_PROBLEM STATEMENT_:
Can you format every line of the records below as a JSON list of strings, one string per line, with blank lines skipped? Keep the pictures out of the list.

Location identification entries:
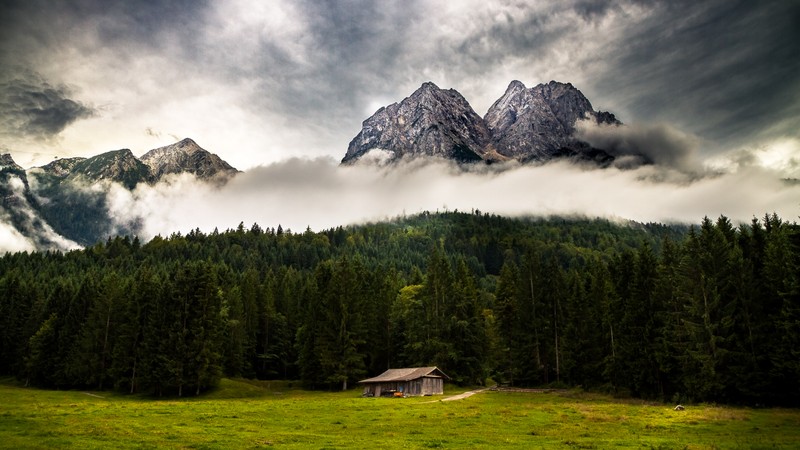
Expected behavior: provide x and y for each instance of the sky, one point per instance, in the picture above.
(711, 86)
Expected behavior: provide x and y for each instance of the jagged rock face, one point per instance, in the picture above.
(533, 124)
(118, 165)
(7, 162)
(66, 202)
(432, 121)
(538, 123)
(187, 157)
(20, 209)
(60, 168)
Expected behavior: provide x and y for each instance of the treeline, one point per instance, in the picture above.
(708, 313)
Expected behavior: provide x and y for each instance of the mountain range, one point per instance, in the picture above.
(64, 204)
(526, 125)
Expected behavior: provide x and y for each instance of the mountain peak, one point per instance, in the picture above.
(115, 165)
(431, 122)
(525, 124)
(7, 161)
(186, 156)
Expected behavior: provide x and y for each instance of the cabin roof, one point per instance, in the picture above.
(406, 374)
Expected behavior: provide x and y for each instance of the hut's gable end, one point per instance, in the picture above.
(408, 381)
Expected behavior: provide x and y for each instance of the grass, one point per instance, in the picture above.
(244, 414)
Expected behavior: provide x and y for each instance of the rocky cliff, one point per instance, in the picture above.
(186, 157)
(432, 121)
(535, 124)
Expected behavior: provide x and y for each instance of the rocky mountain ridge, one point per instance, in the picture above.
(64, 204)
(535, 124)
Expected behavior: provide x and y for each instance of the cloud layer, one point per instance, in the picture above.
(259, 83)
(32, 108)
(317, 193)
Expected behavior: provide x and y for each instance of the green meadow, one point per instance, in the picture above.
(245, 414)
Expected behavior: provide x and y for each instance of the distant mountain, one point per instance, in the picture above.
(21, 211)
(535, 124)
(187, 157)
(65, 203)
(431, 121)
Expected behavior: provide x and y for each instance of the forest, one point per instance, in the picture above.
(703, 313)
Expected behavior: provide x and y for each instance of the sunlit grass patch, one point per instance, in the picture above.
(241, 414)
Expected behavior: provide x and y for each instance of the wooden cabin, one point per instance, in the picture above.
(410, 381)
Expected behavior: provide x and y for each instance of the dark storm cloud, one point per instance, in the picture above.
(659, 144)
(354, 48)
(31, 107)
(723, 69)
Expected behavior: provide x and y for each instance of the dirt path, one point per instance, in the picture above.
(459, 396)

_RESPONSE_:
[
  "Expected behavior: provide x and y for each instance of the sky, one point per instance, in the picture above.",
  "(711, 86)",
  "Expected behavior: provide x and y for each instance of the jagged rock face, one point per instance, in the picture above.",
  "(533, 124)",
  "(118, 165)",
  "(7, 162)",
  "(66, 202)",
  "(432, 121)",
  "(538, 123)",
  "(187, 157)",
  "(20, 209)",
  "(60, 168)",
  "Expected behavior: provide x and y for each instance of the treeline, one point per instance, in the picture above.",
  "(708, 313)",
  "Expected behavior: provide x and y for each instance of the mountain range, one point per instance, in the picture above.",
  "(64, 204)",
  "(526, 125)",
  "Expected behavior: provide x and y for each instance of the mountain peak, one point per instance, in the picture above.",
  "(115, 165)",
  "(431, 122)",
  "(525, 124)",
  "(7, 161)",
  "(186, 156)",
  "Expected behavior: provide x and y for each instance of the cabin roof, one point per instance, in the picture above.",
  "(406, 374)",
  "Expected behavior: provide x and y for each instance of the hut's gable end, one point per instance, in the picture above.",
  "(408, 381)",
  "Expected behavior: provide x and y for each instance of the grass, one point per instance, in the picture above.",
  "(244, 414)",
  "Expected behavior: provide x and y for each instance of the rocky cliff, one point per instance, in the picture above.",
  "(186, 157)",
  "(432, 121)",
  "(535, 124)",
  "Expected behavior: provide x and y for each instance of the rocky mountain ridge, one point per instance, in the picture above.",
  "(64, 204)",
  "(535, 124)",
  "Expected behavior: provide x and y for each instance of the cloud layer, one point per instance, in the picture above.",
  "(259, 83)",
  "(32, 108)",
  "(317, 193)",
  "Expected behavior: provide x and y for each instance of the green meadow, one point per instance, in the picture above.",
  "(245, 414)",
  "Expected behavior: provide x and y for each instance of the distant mountain, one point per instance, in the picture above.",
  "(21, 211)",
  "(535, 124)",
  "(187, 157)",
  "(65, 203)",
  "(431, 121)",
  "Expected behavior: provide x and y for each instance of the forest, one point per instance, in the picture above.",
  "(703, 313)",
  "Expected behavior: provide x and y for each instance of the sunlit grass patch, one point per instance, in the picture above.",
  "(241, 414)",
  "Expected behavior: provide x and y for each instance of the wooden cabin, one point per instance, in the picture above.",
  "(410, 381)",
  "Expected behavior: provide x and y for each instance of the dark storm cloud, one point per instance, in the picture above.",
  "(659, 144)",
  "(354, 48)",
  "(31, 107)",
  "(723, 69)",
  "Expected behavior: provide x and y for each instance of the dirt path, one point per instance, in the picture above.",
  "(459, 396)"
]